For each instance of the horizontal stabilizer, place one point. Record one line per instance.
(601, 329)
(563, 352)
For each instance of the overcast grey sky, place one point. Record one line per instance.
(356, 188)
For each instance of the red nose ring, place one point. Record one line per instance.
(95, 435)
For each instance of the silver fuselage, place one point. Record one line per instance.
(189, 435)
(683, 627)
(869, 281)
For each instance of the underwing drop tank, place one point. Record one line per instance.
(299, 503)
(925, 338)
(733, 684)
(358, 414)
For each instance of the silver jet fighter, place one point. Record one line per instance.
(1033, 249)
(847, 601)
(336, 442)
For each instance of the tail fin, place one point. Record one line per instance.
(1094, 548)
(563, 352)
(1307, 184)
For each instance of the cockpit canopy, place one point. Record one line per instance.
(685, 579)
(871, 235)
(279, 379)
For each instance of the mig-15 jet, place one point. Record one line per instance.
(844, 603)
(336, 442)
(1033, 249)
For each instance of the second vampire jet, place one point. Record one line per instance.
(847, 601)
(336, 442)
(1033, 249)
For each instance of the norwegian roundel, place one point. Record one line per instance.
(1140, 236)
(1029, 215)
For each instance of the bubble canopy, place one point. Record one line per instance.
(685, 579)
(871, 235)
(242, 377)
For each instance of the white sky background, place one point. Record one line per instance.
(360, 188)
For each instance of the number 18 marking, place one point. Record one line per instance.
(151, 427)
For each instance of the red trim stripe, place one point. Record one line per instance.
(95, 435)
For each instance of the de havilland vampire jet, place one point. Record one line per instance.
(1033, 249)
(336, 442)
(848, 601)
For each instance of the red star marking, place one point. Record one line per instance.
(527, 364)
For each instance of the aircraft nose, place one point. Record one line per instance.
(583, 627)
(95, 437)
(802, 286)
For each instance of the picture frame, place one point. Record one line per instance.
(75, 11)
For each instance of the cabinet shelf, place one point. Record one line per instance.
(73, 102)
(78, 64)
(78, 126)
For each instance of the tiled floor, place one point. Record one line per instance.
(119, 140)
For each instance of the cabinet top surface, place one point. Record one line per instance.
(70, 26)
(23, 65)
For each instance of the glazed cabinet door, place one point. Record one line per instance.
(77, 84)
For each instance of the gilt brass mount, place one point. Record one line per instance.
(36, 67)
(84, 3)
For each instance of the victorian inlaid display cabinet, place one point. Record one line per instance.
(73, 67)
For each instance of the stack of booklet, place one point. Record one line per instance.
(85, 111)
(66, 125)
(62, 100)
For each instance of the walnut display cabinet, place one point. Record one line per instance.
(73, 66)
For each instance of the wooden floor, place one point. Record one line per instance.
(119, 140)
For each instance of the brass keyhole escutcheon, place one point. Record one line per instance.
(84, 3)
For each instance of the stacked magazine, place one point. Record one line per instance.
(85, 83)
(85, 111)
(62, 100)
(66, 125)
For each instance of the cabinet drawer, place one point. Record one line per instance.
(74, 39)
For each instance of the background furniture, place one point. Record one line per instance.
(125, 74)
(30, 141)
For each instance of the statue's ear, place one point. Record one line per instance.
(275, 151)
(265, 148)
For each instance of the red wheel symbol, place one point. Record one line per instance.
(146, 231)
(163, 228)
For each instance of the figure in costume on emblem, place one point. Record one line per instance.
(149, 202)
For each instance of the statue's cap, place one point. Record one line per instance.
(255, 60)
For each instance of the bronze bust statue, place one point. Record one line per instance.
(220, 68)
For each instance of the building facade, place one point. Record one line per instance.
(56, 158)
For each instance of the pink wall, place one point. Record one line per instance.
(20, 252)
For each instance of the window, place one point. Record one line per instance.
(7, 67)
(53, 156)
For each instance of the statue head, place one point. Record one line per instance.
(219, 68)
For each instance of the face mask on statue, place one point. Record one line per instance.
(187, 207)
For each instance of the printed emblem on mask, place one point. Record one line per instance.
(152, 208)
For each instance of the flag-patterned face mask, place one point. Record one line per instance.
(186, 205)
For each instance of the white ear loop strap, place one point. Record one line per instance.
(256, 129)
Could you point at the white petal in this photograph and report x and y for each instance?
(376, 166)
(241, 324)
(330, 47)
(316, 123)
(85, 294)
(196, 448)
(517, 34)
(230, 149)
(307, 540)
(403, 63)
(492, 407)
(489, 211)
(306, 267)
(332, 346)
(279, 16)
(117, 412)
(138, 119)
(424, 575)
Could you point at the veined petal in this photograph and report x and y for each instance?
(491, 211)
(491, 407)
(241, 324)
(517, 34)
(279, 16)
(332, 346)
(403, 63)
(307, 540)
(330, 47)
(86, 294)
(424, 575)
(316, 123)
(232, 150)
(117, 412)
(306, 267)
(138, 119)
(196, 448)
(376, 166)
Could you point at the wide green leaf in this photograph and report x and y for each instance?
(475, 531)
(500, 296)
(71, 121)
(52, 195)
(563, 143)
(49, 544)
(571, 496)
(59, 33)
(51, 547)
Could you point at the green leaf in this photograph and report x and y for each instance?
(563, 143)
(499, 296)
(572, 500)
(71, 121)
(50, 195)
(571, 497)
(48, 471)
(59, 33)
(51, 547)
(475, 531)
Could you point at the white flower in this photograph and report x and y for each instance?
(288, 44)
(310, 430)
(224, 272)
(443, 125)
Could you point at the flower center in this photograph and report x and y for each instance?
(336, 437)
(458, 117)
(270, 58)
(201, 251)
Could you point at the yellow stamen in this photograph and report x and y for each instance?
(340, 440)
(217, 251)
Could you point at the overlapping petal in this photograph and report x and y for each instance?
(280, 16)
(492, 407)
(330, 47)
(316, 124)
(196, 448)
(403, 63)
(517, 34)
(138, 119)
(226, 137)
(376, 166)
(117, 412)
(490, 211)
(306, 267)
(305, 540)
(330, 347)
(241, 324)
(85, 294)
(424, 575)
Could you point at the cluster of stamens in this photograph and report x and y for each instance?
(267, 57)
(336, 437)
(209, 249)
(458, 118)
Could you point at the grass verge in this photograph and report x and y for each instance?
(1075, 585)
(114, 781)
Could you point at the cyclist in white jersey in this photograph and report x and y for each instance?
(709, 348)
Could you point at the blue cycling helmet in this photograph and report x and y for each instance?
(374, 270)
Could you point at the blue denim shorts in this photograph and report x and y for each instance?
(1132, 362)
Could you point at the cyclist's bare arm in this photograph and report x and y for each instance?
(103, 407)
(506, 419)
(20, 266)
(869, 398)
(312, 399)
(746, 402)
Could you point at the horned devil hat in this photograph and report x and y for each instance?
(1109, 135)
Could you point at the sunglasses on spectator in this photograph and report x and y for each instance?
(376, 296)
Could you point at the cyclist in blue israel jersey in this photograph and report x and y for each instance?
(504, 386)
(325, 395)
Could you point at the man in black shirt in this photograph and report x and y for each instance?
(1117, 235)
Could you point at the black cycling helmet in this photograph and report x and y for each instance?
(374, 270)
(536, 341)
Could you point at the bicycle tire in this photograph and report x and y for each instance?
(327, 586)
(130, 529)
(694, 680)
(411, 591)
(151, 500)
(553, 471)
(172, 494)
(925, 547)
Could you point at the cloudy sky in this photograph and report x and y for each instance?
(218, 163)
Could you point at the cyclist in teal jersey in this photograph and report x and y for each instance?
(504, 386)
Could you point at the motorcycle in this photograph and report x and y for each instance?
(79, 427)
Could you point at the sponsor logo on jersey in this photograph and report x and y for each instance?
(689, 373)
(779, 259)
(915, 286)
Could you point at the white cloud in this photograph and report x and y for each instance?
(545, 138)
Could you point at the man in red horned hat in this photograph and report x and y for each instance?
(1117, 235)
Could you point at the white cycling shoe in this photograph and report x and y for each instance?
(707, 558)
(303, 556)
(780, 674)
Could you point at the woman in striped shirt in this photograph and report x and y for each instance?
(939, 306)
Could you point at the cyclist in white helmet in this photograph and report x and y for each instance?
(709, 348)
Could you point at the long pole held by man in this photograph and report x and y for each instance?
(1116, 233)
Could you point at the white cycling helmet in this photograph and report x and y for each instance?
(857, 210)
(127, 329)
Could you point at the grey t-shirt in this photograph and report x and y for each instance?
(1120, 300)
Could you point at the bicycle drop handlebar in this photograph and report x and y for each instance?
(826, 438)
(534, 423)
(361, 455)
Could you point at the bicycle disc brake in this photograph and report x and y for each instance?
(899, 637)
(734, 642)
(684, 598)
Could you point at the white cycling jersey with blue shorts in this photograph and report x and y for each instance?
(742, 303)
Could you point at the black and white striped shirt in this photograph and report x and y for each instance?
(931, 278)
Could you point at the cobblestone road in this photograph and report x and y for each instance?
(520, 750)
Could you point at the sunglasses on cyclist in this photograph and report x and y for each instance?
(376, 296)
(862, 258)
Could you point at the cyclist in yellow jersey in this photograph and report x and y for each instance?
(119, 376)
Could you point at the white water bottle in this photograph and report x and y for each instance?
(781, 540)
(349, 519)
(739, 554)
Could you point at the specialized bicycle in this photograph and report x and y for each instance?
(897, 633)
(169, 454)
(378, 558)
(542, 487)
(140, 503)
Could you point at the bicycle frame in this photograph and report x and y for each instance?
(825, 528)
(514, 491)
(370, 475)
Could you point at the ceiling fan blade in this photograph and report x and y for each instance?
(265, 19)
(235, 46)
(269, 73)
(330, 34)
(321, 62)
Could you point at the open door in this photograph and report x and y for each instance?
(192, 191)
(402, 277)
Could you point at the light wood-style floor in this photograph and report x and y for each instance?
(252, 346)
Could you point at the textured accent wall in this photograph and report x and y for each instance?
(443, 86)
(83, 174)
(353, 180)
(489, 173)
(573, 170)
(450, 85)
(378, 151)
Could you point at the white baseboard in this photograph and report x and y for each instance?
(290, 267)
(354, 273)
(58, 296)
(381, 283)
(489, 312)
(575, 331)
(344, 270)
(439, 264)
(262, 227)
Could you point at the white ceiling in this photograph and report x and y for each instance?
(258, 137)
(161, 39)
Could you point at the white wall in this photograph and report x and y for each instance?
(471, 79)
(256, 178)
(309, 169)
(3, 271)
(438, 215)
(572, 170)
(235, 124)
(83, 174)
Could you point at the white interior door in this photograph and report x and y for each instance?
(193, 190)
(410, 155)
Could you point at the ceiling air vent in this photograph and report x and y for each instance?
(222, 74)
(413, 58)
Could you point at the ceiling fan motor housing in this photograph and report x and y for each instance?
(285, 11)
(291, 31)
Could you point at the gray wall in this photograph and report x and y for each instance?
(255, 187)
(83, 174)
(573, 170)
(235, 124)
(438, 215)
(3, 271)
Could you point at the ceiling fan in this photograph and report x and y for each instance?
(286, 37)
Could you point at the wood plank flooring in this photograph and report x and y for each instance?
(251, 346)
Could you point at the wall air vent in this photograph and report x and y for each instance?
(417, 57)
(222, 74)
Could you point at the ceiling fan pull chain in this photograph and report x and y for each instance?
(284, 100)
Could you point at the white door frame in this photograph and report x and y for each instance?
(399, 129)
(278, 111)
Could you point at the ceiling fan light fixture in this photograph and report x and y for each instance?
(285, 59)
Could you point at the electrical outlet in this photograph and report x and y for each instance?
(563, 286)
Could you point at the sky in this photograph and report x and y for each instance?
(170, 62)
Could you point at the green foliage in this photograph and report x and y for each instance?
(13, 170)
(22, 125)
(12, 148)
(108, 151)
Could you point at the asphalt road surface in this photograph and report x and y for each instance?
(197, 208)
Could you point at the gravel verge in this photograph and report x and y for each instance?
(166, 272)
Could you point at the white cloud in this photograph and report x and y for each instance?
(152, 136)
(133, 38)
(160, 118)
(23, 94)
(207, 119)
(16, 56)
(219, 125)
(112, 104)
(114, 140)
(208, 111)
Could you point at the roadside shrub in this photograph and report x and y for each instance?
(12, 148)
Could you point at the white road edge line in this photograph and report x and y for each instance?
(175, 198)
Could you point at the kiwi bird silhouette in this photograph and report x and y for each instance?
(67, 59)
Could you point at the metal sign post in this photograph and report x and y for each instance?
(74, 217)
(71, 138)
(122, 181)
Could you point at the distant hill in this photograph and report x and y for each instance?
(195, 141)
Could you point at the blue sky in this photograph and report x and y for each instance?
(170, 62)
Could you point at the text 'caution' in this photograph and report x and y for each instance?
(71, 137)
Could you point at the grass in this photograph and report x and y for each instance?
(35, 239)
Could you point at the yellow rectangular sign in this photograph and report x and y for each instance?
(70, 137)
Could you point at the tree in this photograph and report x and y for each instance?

━━━

#### [Work order]
Please retype the records above starting with the line that contains "Could you point at the grass in" and stopping after the last line, changing nothing.

#### [Response below]
Could you point at the grass in this photograph and report x and y for each instance?
(35, 239)
Could you point at the yellow rectangular sign in this photograph and report x and y for each instance?
(70, 137)
Could you point at the tree in this photograph and report x and y for each instance?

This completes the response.